Print the data below again in full, exactly as it stands, with no images.

(Collected data entries)
== Segment start ==

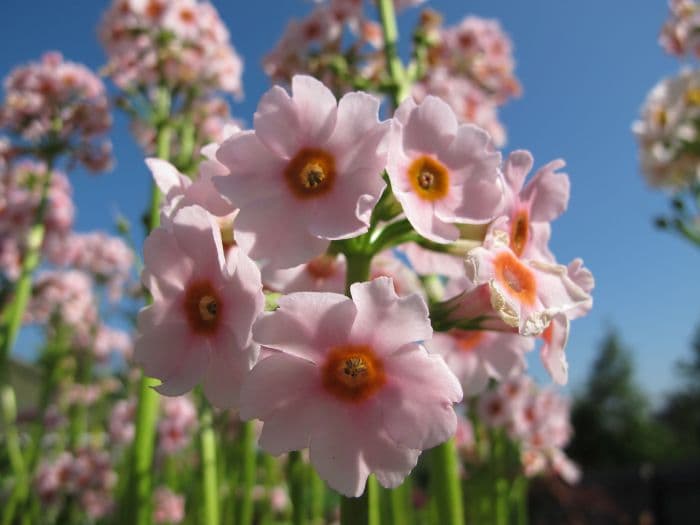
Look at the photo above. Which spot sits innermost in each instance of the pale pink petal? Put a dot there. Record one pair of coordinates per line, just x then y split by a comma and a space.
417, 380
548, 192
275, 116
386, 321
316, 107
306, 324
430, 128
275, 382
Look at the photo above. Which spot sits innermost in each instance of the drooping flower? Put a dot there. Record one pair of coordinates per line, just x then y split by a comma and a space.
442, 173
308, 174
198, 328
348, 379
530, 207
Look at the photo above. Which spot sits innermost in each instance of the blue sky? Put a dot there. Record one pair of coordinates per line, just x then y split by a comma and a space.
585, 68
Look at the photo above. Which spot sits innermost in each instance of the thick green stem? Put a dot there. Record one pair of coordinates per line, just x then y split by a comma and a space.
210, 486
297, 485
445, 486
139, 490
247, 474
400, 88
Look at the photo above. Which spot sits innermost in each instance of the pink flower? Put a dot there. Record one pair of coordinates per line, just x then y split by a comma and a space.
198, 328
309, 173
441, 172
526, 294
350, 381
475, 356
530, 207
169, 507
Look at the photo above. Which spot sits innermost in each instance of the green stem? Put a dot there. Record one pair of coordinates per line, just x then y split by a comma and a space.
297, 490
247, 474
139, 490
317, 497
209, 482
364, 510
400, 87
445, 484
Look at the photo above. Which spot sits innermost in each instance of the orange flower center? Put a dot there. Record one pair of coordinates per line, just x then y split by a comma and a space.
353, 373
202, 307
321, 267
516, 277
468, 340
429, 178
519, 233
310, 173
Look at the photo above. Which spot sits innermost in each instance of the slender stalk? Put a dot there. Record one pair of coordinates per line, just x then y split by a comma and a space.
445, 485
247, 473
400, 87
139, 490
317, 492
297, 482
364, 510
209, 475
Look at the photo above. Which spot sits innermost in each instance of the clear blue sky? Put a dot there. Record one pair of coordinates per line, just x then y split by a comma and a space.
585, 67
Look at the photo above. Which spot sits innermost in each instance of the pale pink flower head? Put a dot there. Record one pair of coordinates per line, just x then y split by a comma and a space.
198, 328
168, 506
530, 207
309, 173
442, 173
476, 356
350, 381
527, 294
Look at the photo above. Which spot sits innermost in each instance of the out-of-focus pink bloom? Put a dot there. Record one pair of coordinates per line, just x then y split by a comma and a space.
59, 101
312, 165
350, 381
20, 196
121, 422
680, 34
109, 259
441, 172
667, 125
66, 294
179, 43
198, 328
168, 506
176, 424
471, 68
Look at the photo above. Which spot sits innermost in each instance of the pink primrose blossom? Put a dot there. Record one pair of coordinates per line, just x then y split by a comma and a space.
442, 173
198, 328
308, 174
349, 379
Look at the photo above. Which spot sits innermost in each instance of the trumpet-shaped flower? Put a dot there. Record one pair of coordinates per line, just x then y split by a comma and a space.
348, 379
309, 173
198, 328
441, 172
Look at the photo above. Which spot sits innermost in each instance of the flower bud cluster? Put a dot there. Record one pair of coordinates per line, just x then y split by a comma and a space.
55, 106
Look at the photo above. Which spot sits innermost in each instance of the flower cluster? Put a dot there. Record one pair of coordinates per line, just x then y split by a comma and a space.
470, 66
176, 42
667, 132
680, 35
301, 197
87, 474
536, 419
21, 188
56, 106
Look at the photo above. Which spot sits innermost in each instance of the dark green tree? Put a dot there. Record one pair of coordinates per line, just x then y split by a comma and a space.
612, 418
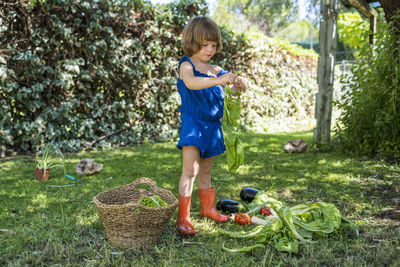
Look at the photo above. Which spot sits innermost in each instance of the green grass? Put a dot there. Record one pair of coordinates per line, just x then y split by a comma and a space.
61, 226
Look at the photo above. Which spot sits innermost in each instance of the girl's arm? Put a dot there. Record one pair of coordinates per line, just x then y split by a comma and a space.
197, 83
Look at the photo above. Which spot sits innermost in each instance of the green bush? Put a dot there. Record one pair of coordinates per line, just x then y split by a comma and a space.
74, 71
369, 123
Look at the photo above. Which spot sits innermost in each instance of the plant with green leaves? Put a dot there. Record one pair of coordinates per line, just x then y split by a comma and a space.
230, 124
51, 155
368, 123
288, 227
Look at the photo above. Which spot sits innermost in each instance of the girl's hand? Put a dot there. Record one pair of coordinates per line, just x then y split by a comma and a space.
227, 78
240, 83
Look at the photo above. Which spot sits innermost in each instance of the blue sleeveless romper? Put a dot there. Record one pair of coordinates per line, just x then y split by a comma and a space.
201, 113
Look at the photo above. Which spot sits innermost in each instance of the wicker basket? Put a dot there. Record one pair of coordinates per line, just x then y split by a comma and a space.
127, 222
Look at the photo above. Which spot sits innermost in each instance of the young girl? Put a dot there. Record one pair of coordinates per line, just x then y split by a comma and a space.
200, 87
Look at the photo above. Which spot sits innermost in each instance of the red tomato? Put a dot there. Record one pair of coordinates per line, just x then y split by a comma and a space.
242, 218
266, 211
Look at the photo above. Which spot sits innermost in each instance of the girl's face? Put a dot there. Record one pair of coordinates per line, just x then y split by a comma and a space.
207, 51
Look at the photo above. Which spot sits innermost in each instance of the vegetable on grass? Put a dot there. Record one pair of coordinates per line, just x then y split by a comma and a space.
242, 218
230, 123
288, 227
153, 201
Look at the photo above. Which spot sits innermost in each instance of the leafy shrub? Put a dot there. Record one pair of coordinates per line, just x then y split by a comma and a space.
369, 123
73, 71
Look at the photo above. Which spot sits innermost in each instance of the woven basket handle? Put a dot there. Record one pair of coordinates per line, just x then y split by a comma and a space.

== Segment end ==

→ **SOLUTION TO THE PROBLEM**:
Look at the photo above. Which spot sits innermost in each instance of the pale pink petal? Put a dot there. Record one pair of coordinates per line, just x then y split by a comma and a space.
417, 380
548, 192
275, 116
386, 321
316, 107
306, 324
430, 128
275, 382
Look at the photo above. Which spot sits innermost in each instance of the drooping flower? Put a dot there. Record one pair of coordinates per line, just x then y split by a comma and a space.
442, 173
308, 174
198, 328
348, 379
530, 207
Look at the photo above. Which spot sits innermost in each instance of the blue sky? Put a dot there. Record one pair of coordinates per line, just x then y split by a comma and a space.
585, 68
Look at the photo above. Which spot sits innermost in each instance of the thick green stem? Put a dot there. Record one pair of coordinates per line, just x then y split by a comma and a space.
210, 486
297, 485
445, 486
139, 490
247, 474
400, 88
Look at the photo above. Which spot sits innermost in each instance of the pink flower? Put a dot there. Record one pair of coordinates per line, just x then y split by a comma and a space.
198, 328
309, 173
441, 172
526, 294
350, 381
475, 356
530, 207
169, 507
Look at the photo above. Which spot sits innermost in each instance of the green stem? Put a dot there. Record one pair of coordinates per line, just x then y split by a comma and a space.
297, 490
247, 474
139, 490
317, 497
209, 482
364, 510
400, 87
445, 484
Look at the photo above. Which spot sits innermost in each instance of the orange flower center? Put a dot there. Record one pair of coordinates per line, just x then y split by a comma and a space.
353, 373
202, 307
321, 267
516, 277
468, 340
429, 178
519, 233
310, 173
Look at the photo above. Which spot sits innermost in each instance of the slender stalk? Put a dot there. Record one pair of coordinates per line, just x then y split by a comma and a space.
445, 485
247, 473
400, 87
139, 490
317, 492
297, 482
364, 510
209, 475
Look at the photo above. Which spot sits innermost in each instance of the clear blue sky? Put a dot there. Record one pair of coordinates per line, just x then y split by a comma and a space.
585, 67
Look at the photo above. Which spot sits innermost in each instance of the pale pink flower head? Put a dot there. Record one pair of coordinates per line, just x then y split by a comma and a space.
198, 328
168, 506
530, 207
309, 173
442, 173
476, 356
350, 381
527, 294
Look at the photo above. Which spot sits innermost in each instance of the out-of-focus pink bloom? Put a dot there. Record one pair of coordinates per line, just x then y split by a comma and a space.
59, 101
312, 165
350, 381
20, 196
121, 422
680, 34
109, 259
441, 172
667, 125
66, 294
179, 43
198, 328
168, 506
176, 424
471, 68
Look at the photo above. Which spot sits innermost in each instance of the pink primrose blossom? Put a dot there. Record one pair of coordinates per line, just x then y split by a comma and a space.
442, 173
198, 328
308, 174
349, 379
Look at the photo above. Which spot sits innermost in each instance of the trumpet-shaped flower? Put a dot there. Record one pair of coordinates per line, just x then y split by a comma and a space.
348, 379
309, 173
198, 328
441, 172
Look at the photo above. Which spot sits innermost in each instance of the flower bud cluster? Put a dot there. Record one pair of coordinates per line, just x then y split by a comma and a space.
55, 106
Look at the photo above. Which spot sits innermost in each instance of the flower cluster? Put a dot there. Record one pair of coordinates per line, just x then y split by a comma and a space.
470, 66
176, 42
667, 132
680, 35
301, 197
87, 474
536, 419
21, 188
56, 106
Look at the photo above. Which spot sits innermost in each instance of the dark green tree? Put a dot there. Record one pair of coordinates per line, just x then y split by a comma and a space.
612, 418
Look at the photo above. Which spot sits innermost in each instance of the green grass? Put a dot there. Record one pair of coordinates per line, just x then y split by a comma and a space.
61, 226
Look at the photo above. Which spot sits innermost in each instance of the girl's arm? Put a dot there. Record one pair of coordinates per line, just x then y split by a comma and a space.
197, 83
Look at the photo above. Which spot sits innermost in each instance of the green bush? Put a dot there. Record one pair of coordinates per line, just x then y split by a comma and a space.
74, 71
369, 123
Look at the photo above. Which spot sits innermost in each instance of the plant with green leaves? Put a dot there. Record one pair of coordinates per line, just x then y split by a comma and a space.
230, 124
51, 155
368, 123
288, 227
Look at the photo above. Which spot sits innermost in each instance of the girl's hand? Put a dot there. Record one pair of coordinates per line, just x then y split by a comma and a space.
227, 78
240, 83
Look at the photo above. Which spot sits innermost in each instance of the blue sleeveless romper? Put a dot there. Record one pair of coordinates per line, just x then y split by a comma and a space.
201, 113
Look at the photo above. Which spot sits innermost in each instance of the wicker basket? Put a dot there. Record one pair of coordinates per line, just x then y split by a comma and a space.
127, 222
Look at the photo above. Which spot sits innermost in each instance of the young girl? Put a dot there. Record one pair of coordinates per line, just x then y split by a comma and a space.
200, 87
Look at the photo above. Which spot sits innermost in each instance of the red tomato? Put a dot there. Record one pair of coordinates per line, just x then y split by a comma and a space.
242, 218
266, 211
Look at the photo above. Which spot sits innermost in each instance of the girl's face? Put a dot there. Record one pair of coordinates per line, just x then y split by a comma and a space.
207, 51
Look at the photo above. Which spot sits innermost in each instance of the vegetable on grass? Put a dot there. Record one pair of coordinates per line, just x then y split by a comma and a space.
242, 218
230, 123
288, 227
153, 201
Look at the photo above. Which spot sits innermost in each instance of the leafy shrub? Put a dot there. Record one pair of coordinates per line, just x then y split by a comma and a space.
369, 123
73, 71
Look at the photo above. Which spot sits innermost in each instance of the woven basket handle? Put a dot there. Record one pair of coordinates per line, just x then y split by a comma and a space.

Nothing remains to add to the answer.